>> start

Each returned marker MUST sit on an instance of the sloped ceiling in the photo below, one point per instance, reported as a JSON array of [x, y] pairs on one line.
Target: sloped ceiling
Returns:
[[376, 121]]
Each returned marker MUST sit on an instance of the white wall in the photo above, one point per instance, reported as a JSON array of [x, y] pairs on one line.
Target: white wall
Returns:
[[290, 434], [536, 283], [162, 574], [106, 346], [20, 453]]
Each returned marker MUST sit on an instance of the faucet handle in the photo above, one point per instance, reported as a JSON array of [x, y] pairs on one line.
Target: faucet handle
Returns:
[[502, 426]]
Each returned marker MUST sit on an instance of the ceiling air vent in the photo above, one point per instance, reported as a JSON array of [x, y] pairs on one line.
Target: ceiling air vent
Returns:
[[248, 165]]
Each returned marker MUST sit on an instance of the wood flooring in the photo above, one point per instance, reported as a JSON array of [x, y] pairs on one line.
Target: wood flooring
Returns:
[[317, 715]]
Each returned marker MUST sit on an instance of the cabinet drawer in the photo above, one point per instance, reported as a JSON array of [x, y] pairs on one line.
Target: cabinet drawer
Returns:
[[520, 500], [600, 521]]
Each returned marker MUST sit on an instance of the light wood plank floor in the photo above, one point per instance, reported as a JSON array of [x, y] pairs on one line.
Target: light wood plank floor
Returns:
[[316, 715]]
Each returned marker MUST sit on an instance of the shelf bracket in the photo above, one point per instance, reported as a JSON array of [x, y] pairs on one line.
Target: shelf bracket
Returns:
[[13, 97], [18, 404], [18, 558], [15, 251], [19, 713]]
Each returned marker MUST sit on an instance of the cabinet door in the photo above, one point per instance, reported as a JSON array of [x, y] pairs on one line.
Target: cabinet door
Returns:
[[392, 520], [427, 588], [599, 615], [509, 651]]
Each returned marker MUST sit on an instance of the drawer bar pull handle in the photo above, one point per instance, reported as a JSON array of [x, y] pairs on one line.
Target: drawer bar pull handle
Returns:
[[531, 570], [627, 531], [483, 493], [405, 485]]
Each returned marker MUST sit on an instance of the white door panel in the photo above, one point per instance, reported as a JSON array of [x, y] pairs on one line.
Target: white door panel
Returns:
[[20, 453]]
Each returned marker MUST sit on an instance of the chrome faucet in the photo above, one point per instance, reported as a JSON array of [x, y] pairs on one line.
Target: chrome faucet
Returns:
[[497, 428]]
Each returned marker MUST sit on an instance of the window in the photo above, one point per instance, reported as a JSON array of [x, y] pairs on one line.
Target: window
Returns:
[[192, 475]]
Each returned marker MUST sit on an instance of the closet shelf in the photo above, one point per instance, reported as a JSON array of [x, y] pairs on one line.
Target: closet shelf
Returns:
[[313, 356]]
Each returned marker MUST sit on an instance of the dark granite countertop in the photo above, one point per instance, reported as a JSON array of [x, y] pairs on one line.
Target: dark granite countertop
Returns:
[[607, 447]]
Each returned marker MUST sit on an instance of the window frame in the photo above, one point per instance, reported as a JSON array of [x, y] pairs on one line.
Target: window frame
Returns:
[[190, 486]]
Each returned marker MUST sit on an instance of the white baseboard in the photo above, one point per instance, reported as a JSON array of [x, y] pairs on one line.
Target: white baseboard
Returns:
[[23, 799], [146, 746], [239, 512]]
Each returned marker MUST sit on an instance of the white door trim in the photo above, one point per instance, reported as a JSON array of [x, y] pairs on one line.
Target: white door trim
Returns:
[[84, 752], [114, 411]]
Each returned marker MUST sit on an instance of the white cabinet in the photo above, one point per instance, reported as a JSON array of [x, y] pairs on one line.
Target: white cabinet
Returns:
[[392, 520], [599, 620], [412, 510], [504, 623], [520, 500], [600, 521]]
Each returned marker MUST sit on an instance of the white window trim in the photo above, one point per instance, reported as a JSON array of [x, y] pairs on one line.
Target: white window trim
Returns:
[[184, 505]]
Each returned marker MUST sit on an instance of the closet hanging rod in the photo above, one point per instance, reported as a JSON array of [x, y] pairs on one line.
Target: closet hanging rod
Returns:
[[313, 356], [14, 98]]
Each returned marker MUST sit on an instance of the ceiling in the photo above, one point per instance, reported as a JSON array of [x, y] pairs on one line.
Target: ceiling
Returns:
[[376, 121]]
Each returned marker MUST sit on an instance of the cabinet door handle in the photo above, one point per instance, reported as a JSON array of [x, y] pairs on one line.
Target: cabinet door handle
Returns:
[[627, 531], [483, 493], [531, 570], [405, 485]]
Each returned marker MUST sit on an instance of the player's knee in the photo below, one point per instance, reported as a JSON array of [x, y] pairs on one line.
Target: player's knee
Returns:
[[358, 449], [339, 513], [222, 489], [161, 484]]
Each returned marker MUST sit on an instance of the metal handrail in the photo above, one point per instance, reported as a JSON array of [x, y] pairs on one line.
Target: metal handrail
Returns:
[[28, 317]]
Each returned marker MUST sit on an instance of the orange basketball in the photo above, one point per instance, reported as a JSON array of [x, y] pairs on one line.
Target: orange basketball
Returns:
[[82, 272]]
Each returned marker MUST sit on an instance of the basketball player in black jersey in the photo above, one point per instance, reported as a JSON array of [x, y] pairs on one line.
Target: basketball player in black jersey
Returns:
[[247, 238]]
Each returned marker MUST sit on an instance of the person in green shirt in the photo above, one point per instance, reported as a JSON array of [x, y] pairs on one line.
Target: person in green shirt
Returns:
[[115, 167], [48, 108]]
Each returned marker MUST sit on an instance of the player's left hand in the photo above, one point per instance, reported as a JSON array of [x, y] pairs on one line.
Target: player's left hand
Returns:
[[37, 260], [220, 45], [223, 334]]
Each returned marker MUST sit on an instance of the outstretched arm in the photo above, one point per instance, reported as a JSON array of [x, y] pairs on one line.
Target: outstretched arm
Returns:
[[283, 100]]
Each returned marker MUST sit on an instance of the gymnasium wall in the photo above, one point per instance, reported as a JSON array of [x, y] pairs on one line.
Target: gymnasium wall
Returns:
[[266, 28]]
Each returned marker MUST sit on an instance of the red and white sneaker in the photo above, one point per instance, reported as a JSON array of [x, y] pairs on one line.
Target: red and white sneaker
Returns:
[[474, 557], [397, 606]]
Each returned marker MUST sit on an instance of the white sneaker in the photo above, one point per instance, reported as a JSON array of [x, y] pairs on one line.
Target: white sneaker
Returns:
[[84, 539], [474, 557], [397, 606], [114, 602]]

>> end

#### Work instructions
Update the whole listing above so that every "marker" becomes "dot", leaving everything else unchanged.

#### Result for this exercise
Each returned dot MUST sit on an instance of the sloped ceiling in the photo below, one point per instance, reported as a JSON array of [x, y] pairs on one line.
Target: sloped ceiling
Returns:
[[376, 121]]
Each returned dot MUST sit on an instance of the white wall in the photo above, one point per instance, reported as a JSON array of [x, y] pairs on one line.
Target: white wall
Returns:
[[290, 434], [536, 283], [162, 574], [106, 346], [20, 453]]
Each returned dot MUST sit on an instance of the faucet handle in the photo above, one point per instance, reported as a JSON array of [x, y] pairs on one line.
Target: faucet handle
Returns:
[[502, 426]]
Each returned dot MUST sit on an instance of the ceiling air vent in the photo above, one point per instance, reported as a JSON array of [x, y] pairs on one line.
Target: ceiling air vent
Returns:
[[248, 165]]
Each returned dot MUST sit on an instance of the wood flooring in the photo above, one point per instance, reported as a JSON array of [x, y] pairs on one line.
Target: wood flooring
Returns:
[[317, 715]]
Each returned dot MUST sit on an instance of the cabinet drawer in the photo above, one point per instance, reported as a JSON array of [x, y] pairs on one line.
Target: cabinet drawer
Returns:
[[520, 500], [600, 521]]
Each returned dot MUST sit on an instance of the light wood plank floor in the photo above, one point per instance, reported as a JSON array of [x, y] pairs on one line.
Target: light wood plank floor
Returns:
[[316, 715]]
Each returned dot MUST sit on an instance of the shelf bracket in the photo above, one point per instance, reported as a JSON array of [x, y] pairs on one line.
Target: shelf bracket
Returns:
[[13, 97], [18, 404], [18, 558], [15, 251], [19, 713]]
Each returned dot MUST sit on an instance of the cabinet door in the photo above, one point per instance, reported as a JSON array of [x, y] pairs on one line.
Target: cabinet door
Returns:
[[392, 520], [427, 588], [599, 615], [509, 651]]
Each returned dot MUST sit on an instance of the drawer bar pull handle in the photo above, one point per instance, reported as a JSON array of [x, y] pairs on one line.
Target: drawer bar pull handle
Returns:
[[531, 570], [627, 531], [483, 493], [405, 485]]
Each returned dot MUST sit on an instance of the white door panel in the photo above, one point per instance, reported as a JSON array of [x, y] pairs on one line.
Target: white door panel
Returns:
[[20, 453]]
Each returned dot MUST sit on an instance of the chrome faucet in the photo above, one point per instance, reported as a JSON array of [x, y] pairs on one line.
Target: chrome faucet
Returns:
[[497, 428]]
Each returned dot MUST sit on an instance of the window in the photo above, one point per instance, reported as a JSON array of [x, y] pairs on one line.
Target: window
Returns:
[[192, 475]]
Each returned dot MUST sit on an instance of the closet shelf in the photo above, one point per instance, reported as a JSON array of [x, y] pairs on one line.
Target: closet shelf
Returns:
[[313, 356]]
Each returned dot MUST sit on an instance of the dark granite countertop in the photo above, one point per instance, reported as a JSON array of [x, y] pairs on one line.
Target: dark granite countertop
Returns:
[[607, 447]]
Each returned dot MUST sit on an instance of the window frame in the photo above, one point per instance, reported as a JSON array of [x, y] pairs on one line.
Target: window frame
Returns:
[[190, 486]]
Each returned dot MUST sit on an instance of the white baseboard in the photo above, one point per instance, reported as a JSON array of [x, y] pairs on one line.
Target: white baseboard
Returns:
[[23, 799], [146, 746], [239, 512]]
Each returned dot MUST sit on an instance of the white door trim in the photo above, one point per instance, reported as a JSON array of [x, y] pairs on one line.
Target: white door trim
Returns:
[[84, 752], [114, 411]]
Each returned dot MUST sit on an instance of the white cabinet in the photo above, one point per instance, reported as a JSON array of [x, y] pairs on one line.
Target: white cabinet
Returns:
[[392, 520], [599, 620], [412, 510], [504, 623], [520, 500], [600, 521]]
Each returned dot MUST sit on an instance of the white window trim in the photo above, one point per instance, reported as a JSON array of [x, y] pairs on one line.
Target: white window trim
Returns:
[[184, 505]]
Each returned dot MUST sit on an instance of the closet hanging rod in the photo above, one point per instance, reported as a JSON array of [x, y] pairs on one line.
Target: closet hanging rod
Returns:
[[313, 356], [14, 98]]
Each returned dot MUST sit on an instance of the ceiling in the photo above, one point per instance, reported as a JSON array of [x, y] pairs on one line.
Target: ceiling
Returns:
[[376, 121]]
Each returned dot MUST sit on an instance of the cabinet door handle in the photo above, one point per instance, reported as a JSON array of [x, y] pairs on one line.
Target: cabinet door handle
Returns:
[[627, 531], [483, 493], [531, 570], [405, 485]]
Each returned dot MUST sit on an instance of the player's knee in the photo below, one point per instance, reported as a JSON array of [x, y] pairs on one line.
Target: player's knee
Returns:
[[358, 449], [339, 513], [222, 489], [161, 484]]
Each returned dot MUST sit on an instance of the metal handrail in the photo above, one point per instance, reported as a JSON array of [x, y] pairs on one line.
Target: metal handrail
Returns:
[[28, 317]]
Each returned dot MUST sit on an instance of the orange basketball in the photo above, one point per instance, reported as a JSON array of [x, y] pairs on one line.
Target: orange basketball
Returns:
[[82, 272]]
Each returned dot MUST sit on an instance of the basketball player in black jersey in the photo above, one point per instance, reported as a JSON array of [x, y] pairs on one line.
Target: basketball player in black jersey
Returns:
[[247, 238]]
Each returned dot MUST sit on an instance of the person in green shirt in the photo above, one point per instance, reported as a JSON array of [x, y] pairs on one line.
Target: person in green shirt
Returns:
[[115, 167], [48, 108]]
Each returned dot MUST sit on an instance of the player's left hand in the photo above, one point per instance, reported as a JSON array of [x, y] pairs on one line.
Target: player's left hand
Returns:
[[37, 260], [220, 45], [223, 334]]
Each returned dot MUST sit on an instance of the outstretched arm in the photo above, one point per instance, reported as a JSON array of [x, y] pairs on one line.
Target: outstretched arm
Returns:
[[283, 100]]
Each returned dot MUST sit on an instance of the gymnasium wall in the photo above, one point per instance, reported as a JSON array of [x, y] pairs on one line.
Target: gymnasium wall
Returns:
[[266, 28]]
Each returned dot MUST sit on an instance of the red and white sneaker in the photo above, one point per instance, reported as a JSON array of [x, y] pairs on one line.
Target: red and white sneaker
Returns:
[[474, 557], [397, 606]]
Each returned dot MUST sit on an instance of the white sneaker in the photo above, one point per instance, reported as a JSON array of [x, y] pairs on one line.
Target: white sneaker
Returns:
[[84, 539], [474, 557], [397, 606], [114, 602]]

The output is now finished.